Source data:
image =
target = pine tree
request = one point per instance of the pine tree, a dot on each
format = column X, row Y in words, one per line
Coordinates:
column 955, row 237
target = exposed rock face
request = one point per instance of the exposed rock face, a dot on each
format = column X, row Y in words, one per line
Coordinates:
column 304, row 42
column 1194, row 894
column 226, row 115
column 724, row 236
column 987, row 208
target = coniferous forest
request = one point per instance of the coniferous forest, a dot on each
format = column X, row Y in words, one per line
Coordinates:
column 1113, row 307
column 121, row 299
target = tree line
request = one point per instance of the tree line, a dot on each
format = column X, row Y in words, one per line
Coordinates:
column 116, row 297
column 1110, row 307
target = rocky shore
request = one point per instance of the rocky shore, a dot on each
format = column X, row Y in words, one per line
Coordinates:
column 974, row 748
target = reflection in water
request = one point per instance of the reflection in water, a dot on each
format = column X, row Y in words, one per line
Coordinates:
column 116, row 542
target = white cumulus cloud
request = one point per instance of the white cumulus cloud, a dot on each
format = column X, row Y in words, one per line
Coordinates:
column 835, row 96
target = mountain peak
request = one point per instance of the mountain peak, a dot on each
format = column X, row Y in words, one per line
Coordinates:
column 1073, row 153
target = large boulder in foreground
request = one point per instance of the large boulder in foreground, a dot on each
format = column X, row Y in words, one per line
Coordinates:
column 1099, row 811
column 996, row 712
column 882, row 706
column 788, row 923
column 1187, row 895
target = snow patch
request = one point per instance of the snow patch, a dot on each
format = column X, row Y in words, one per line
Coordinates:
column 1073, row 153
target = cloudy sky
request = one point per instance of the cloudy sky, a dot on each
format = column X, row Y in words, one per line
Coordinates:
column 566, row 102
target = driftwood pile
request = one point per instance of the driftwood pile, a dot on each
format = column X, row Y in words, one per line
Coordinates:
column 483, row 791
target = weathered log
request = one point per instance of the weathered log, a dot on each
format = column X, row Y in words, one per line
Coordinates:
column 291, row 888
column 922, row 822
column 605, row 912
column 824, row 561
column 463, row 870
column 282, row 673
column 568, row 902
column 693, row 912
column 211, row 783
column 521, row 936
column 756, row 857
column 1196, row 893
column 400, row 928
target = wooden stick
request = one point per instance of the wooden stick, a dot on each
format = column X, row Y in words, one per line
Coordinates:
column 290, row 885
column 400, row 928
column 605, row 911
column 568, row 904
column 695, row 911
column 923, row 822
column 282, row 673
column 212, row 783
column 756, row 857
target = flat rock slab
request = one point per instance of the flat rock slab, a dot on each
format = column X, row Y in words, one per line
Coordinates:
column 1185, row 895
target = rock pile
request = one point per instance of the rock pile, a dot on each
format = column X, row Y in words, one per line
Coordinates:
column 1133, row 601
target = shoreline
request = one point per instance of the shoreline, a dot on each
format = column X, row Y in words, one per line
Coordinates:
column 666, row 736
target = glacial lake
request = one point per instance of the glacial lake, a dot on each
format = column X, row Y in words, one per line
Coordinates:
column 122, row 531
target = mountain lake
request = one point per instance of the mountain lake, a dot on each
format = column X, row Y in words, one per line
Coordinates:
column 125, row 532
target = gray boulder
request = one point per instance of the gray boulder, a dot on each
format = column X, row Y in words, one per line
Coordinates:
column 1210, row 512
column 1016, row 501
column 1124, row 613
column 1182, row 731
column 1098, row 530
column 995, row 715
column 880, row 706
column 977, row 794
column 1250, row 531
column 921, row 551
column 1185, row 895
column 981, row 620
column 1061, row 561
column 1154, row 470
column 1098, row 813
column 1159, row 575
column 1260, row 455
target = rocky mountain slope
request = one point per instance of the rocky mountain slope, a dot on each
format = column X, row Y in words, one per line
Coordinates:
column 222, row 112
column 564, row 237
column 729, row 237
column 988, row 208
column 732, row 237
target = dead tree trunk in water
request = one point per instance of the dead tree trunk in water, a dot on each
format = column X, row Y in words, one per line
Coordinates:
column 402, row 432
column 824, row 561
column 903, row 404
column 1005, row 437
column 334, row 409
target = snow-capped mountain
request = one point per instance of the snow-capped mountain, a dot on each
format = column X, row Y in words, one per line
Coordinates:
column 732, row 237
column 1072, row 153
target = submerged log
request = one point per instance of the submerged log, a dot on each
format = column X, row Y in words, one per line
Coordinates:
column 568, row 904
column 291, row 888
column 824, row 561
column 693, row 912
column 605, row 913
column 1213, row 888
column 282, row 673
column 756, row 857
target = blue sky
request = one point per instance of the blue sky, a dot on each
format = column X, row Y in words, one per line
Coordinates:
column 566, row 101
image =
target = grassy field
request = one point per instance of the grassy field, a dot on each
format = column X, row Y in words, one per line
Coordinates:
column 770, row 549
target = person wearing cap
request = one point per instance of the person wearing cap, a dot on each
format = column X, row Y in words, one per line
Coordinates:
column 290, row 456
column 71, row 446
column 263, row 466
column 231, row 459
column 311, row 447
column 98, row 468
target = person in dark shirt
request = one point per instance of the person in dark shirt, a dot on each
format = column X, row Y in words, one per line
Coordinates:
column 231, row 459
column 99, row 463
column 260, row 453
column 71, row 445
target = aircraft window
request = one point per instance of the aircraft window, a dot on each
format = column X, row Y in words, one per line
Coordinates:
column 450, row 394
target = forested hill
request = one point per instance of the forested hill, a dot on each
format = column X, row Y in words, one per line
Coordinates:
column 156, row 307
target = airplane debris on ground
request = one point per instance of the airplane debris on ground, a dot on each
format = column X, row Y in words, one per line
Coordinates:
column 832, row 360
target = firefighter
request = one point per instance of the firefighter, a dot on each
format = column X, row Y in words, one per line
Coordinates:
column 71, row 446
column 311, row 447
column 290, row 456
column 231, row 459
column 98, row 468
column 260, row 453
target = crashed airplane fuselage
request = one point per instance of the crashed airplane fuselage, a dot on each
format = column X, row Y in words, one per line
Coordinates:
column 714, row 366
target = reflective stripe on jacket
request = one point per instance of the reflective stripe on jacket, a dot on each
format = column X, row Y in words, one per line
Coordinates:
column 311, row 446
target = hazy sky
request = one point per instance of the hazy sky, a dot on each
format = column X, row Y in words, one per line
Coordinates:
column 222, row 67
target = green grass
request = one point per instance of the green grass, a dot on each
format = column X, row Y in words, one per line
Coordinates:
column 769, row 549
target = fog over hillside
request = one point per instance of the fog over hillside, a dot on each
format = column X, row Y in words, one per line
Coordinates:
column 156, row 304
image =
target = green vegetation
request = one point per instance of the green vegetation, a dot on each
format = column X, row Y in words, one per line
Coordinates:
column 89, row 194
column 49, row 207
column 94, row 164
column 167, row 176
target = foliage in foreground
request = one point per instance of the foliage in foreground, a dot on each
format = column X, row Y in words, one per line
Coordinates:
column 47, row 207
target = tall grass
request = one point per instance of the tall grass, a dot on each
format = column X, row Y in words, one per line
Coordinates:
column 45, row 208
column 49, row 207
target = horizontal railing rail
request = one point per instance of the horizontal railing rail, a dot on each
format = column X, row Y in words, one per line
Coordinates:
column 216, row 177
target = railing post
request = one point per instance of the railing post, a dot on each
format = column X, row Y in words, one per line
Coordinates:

### [Exercise]
Give back exactly the lines running from the line containing "target = fog over hillside" through the end of the material above, both included, and nothing beyond them.

### [Response]
target = fog over hillside
request = one point per instance of the fog over hillside, a dot on each
format = column X, row Y in words, one per line
Coordinates:
column 156, row 304
image =
target = green vegetation
request = one point per instance of the green vegetation, a dot on each
format = column X, row Y in words, one per line
Coordinates:
column 89, row 194
column 49, row 207
column 94, row 164
column 167, row 176
target = foliage in foreground
request = one point per instance of the foliage in foreground, a dot on each
format = column X, row Y in words, one per line
Coordinates:
column 47, row 207
target = tall grass
request = one point per instance of the tall grass, a dot on each
format = column X, row Y in words, one per line
Coordinates:
column 45, row 208
column 49, row 207
target = horizontal railing rail
request = one point per instance of the horizontal railing rail, a dot on each
format = column X, row Y in words, one per line
Coordinates:
column 216, row 177
target = railing post
request = one point per instance of the railing post, a dot on each
format = column X, row Y in words, one per line
Coordinates:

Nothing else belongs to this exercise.